_TASK DETAILS_. In the blog post below about teaching, what job will the writer start in the fall?

_PAGE TEXT_.
|---|

Geeking Out and Freaking Out About School

“Summer’s off.”

“All the vacations!”

“Only work 10 months of the year.”

Anyone who’s ever cited the above reasons for why they became a teacher is a liar, and anyone who assumes the above is actually true has clearly never lived with a teacher. While I can confidently dispel the myth that teachers do not live at school, I cannot say that the dwelling of a teacher (or any educator, for that matter) has not effectively become a school, in the sense that the “teacher hat” rarely ever (truly) comes off. 

While I’m sad to say that my year of teaching mathematics to a brilliant group of students in Kazakhstan is now over, I am happy to report that I will be working as a science teacher at a Canadian international school in Seoul, Korea come Fall.  Currently unemployed, I have been spending my summer months contemplating the new school year to come. As a new teacher, I get thrown with a lot of advice: 

“Make learning interesting”

“Don’t just lecture”

“Let your students have FUN!”

“Whatever you do, don’t smile until December”

“Whoever said not to smile until December is throwing out a bunch of bull-crap”

|---|

_SUPPLIED RECORDS_.
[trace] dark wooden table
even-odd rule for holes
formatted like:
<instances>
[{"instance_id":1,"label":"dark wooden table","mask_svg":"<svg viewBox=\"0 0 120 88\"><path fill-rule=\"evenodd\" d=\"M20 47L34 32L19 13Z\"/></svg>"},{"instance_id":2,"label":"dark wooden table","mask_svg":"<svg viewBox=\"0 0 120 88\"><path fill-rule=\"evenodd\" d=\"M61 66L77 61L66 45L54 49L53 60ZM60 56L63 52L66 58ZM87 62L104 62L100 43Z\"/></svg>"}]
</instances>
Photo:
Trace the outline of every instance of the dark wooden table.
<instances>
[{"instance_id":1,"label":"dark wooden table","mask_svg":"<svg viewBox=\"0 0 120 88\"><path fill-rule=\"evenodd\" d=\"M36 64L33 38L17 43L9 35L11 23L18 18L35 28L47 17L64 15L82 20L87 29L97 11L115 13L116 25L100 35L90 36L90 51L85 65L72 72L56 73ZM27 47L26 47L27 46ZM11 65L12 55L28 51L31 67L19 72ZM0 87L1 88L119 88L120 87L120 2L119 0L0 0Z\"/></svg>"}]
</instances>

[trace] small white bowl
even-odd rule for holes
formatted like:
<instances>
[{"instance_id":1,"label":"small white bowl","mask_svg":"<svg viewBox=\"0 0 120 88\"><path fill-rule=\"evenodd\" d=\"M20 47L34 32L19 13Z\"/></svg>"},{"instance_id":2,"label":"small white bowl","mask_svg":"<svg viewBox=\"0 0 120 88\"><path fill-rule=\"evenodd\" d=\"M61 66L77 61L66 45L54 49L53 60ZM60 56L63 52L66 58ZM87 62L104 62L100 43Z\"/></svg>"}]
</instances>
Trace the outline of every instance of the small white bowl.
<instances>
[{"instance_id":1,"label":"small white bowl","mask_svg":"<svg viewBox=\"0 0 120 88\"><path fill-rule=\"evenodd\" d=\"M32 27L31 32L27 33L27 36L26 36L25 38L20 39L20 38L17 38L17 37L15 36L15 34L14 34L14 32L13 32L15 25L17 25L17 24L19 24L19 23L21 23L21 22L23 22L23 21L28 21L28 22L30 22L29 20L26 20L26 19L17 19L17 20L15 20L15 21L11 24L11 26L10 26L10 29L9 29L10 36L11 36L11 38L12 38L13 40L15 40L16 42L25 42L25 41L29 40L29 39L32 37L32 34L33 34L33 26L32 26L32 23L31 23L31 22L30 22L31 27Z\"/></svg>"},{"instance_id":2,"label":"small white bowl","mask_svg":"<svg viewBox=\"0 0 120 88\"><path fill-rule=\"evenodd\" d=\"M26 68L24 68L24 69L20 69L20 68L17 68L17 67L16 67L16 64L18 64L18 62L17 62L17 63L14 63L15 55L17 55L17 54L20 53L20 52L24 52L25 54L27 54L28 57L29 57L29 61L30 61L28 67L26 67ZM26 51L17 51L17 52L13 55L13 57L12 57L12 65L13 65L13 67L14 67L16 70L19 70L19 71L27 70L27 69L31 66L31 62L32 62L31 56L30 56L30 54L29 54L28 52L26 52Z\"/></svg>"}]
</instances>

|---|

_RESPONSE TO THE TASK_. Science teacher at a Canadian international school in Seoul, Korea.